Text section ::
+++
Minneapolis has begun notifying restaurants before doing inspections -- and city staff predicts the "counterintuitive" approach will improve food safety
Under the city of Minneapolis’ new restaurant inspection program, inspectors are scheduling appointments with restaurant managers rather than surprising them.
In the past, health inspectors showed up at restaurants without warning, filled out a checklist and often left without talking to anyone in charge. Three or four months later, an inspector stopped again to see if the problems had been addressed.
The new program, which has been under development for the last six months, is designed to be more of a partnership between a restaurant manager and an inspector. An inspector spends close to two hours discussing high risk factors at the particular site -- usually by going through menu items. For example, an inspector can point to a shellfish or chicken dish and ask about food preparation areas, sanitization techniques and temperatures for cooling and heating the meat.
“This approach allows us to focus on the risk factors -- the things that actually make people sick,” said inspector Kris Keller. “It allows the operators to ask questions, and operators open up more. You get a lot of valuable information by sitting down and talking to an operator.”
+++
Supplied data ::
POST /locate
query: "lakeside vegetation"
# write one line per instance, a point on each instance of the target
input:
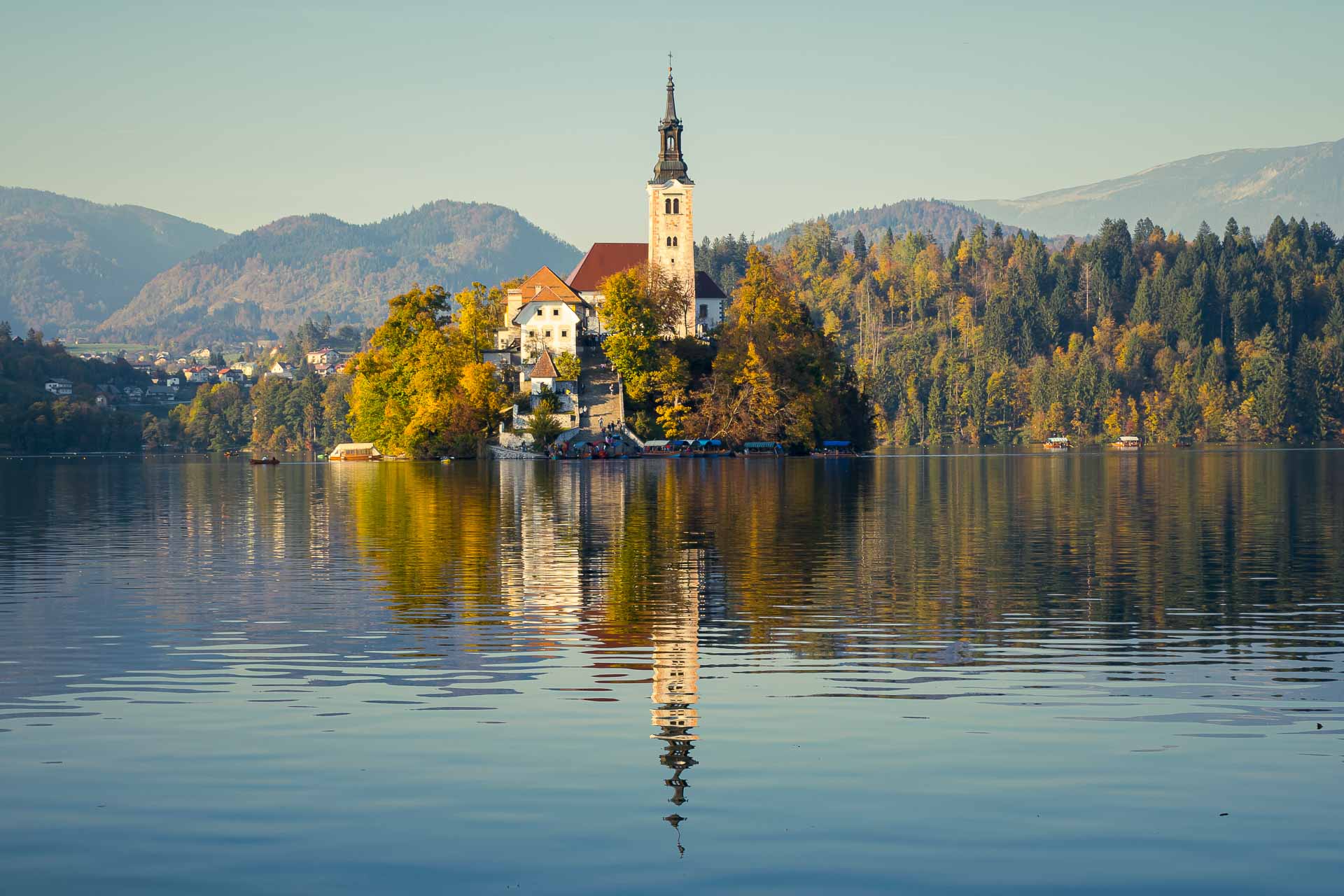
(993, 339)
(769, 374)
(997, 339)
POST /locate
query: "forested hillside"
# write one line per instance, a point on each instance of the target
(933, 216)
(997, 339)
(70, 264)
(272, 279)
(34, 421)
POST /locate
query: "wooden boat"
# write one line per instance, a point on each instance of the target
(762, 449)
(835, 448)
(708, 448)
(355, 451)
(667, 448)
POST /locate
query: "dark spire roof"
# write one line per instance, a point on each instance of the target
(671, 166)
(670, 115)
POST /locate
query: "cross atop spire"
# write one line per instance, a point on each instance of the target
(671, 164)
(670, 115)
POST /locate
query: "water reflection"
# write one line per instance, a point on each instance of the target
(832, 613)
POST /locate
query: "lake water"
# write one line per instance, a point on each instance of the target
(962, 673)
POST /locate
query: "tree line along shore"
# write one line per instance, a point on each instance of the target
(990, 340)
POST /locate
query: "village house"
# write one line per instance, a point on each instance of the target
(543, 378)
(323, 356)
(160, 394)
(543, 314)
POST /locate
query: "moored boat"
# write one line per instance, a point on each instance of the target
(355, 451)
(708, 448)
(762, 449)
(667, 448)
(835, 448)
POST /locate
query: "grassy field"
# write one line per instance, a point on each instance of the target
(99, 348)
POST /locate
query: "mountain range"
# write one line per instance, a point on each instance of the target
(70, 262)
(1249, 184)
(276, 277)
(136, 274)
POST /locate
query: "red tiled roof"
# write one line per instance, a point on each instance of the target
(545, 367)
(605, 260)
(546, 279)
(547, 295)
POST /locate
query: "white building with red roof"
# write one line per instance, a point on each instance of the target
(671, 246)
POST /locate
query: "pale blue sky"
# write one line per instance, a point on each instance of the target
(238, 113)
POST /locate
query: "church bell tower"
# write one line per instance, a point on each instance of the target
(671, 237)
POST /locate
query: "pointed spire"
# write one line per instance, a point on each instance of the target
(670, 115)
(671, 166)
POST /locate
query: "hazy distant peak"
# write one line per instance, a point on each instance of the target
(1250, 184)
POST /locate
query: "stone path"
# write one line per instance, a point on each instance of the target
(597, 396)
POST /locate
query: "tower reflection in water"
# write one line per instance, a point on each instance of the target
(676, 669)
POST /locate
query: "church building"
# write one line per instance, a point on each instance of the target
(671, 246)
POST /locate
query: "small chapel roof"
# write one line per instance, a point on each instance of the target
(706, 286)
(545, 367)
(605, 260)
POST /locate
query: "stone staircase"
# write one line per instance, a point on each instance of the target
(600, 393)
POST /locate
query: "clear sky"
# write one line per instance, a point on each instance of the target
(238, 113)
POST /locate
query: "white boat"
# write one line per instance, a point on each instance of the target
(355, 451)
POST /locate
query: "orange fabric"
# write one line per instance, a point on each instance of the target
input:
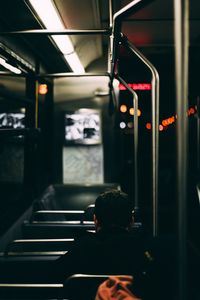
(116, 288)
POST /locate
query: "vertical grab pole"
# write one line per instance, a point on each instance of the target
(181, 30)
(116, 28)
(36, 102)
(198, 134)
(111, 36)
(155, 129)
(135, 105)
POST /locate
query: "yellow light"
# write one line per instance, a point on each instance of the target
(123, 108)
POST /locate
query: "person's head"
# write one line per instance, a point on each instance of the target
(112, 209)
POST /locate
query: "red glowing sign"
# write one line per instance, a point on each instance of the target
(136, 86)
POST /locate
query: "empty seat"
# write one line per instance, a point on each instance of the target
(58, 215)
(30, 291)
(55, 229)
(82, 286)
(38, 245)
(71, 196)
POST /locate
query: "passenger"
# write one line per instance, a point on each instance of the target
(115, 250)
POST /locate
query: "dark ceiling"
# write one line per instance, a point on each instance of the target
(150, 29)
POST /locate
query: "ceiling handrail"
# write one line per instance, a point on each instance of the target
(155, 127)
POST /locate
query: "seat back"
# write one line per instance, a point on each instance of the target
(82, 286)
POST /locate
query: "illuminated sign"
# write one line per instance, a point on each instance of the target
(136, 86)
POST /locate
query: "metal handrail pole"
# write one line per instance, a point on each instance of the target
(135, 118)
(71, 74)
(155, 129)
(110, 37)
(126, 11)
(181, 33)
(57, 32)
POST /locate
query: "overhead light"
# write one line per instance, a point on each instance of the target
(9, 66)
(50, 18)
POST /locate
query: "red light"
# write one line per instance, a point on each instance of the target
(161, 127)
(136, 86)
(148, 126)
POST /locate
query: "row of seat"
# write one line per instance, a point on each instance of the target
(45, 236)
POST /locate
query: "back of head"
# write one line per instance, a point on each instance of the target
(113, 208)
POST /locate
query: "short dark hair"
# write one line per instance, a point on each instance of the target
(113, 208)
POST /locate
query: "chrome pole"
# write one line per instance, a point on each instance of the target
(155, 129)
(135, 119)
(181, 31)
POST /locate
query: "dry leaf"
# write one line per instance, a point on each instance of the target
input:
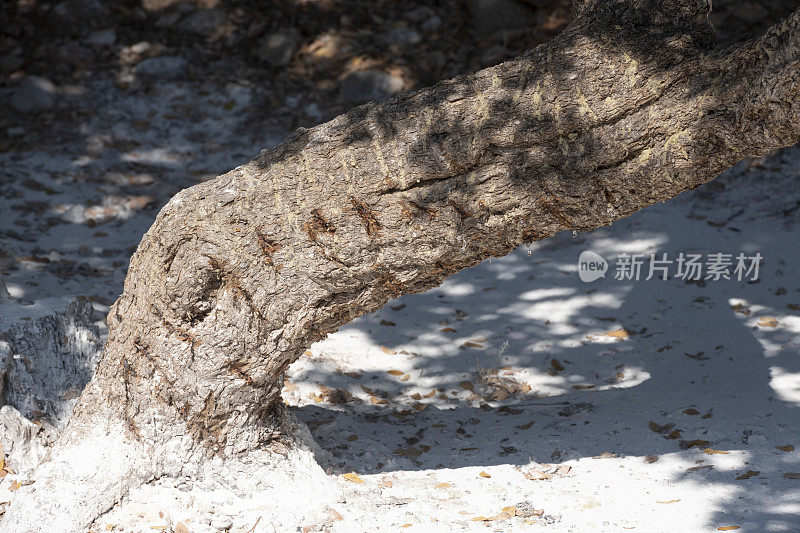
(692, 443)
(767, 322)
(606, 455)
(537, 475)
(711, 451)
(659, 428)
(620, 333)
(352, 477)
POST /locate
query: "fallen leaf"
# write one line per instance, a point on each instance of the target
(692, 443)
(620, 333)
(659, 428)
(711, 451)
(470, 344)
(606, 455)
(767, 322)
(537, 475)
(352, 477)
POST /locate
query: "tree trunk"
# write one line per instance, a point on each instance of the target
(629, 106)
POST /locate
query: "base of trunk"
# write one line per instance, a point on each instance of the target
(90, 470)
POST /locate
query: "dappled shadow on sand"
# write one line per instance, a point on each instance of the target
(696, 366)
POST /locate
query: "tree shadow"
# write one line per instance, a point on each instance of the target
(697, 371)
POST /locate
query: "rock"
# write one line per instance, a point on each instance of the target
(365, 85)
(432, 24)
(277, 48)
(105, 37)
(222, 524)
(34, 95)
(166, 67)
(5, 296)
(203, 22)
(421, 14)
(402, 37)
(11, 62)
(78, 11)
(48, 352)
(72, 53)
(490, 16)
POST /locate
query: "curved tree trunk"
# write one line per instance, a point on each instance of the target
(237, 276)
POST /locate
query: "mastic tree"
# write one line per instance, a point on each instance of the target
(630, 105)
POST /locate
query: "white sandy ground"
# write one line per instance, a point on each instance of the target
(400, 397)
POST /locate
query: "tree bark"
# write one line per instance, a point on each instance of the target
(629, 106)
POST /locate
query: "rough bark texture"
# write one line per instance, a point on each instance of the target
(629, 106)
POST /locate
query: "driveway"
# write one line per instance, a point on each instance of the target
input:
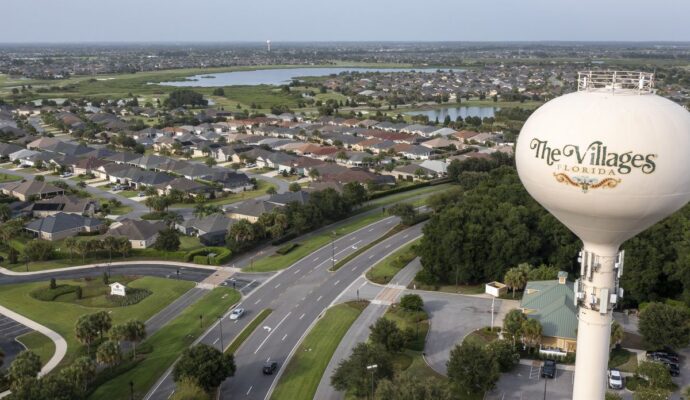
+++
Check your understanding ::
A - Answer from the text on Minneapolis restaurant inspections:
(i) How long has the new program been under development?
(ii) In the past, how long after a visit did an inspector stop again to check whether problems had been addressed?
(iii) About how long does an inspector spend discussing high risk factors at a site?
B - Pick up the text on Minneapolis restaurant inspections where it stops and continue it.
These records have no connection to the text on Minneapolis restaurant inspections.

Answers per task ::
A -
(i) The last six months.
(ii) Three or four months later.
(iii) Close to two hours.

B -
There is a place for unannounced visits, said Curt Fernandez, manager of the city’s environmental health department. Six months after the scheduled visit, an inspector will show up unexpectedly to review items from the first meeting.
By switching the emphasis of the first visit from enforcement to partnership, the city hopes to solve food safety issues rather than keep them hidden, Fernandez said.
Plan has worked elsewhere
Since southern Minnesota's Olmstead County began announcing restaurant inspections in 1998, health inspectors have seen big improvements.
“It’s kind of counterintuitive to the general public,” said Pete Giesen, environmental health manager for Olmstead County. “But the reality is that we have a common goal of food safety. Many of the things we had traditionally looked at -- like a hole in the wall or an improper ceiling finish -- were code violations that were unlikely to cause illness. Because we wanted to get to the common thread of food safety, we needed to find out what really goes on there. If you don’t start out with a good assessment of risks, you are doing the public a disservice.”
Giesen sites one example where a manager told the inspector that he didn’t know how to manage the raw chicken in the food preparation area. The manager was aware that there was a problem in the handling and cleaning of the chicken, but he wasn’t sure how to fix it.
“We didn’t even know it was a problem,” Giesen said. “In the past, there was no incentive to tell us about it -- the attitude was, ‘Don’t tell the health department anything because it will get us in trouble.’ Looking back at our past inspections -- we could have easily not been there at the time when they were preparing chicken. We would have missed it. Now, workers feel comfortable telling what is going on.”
Inspectors helped the manager work out a system that was easy to implement and easy for workers to follow. It included using red cutting knives and red cutting boards for raw chicken and preparing the chicken in one area before moving to another.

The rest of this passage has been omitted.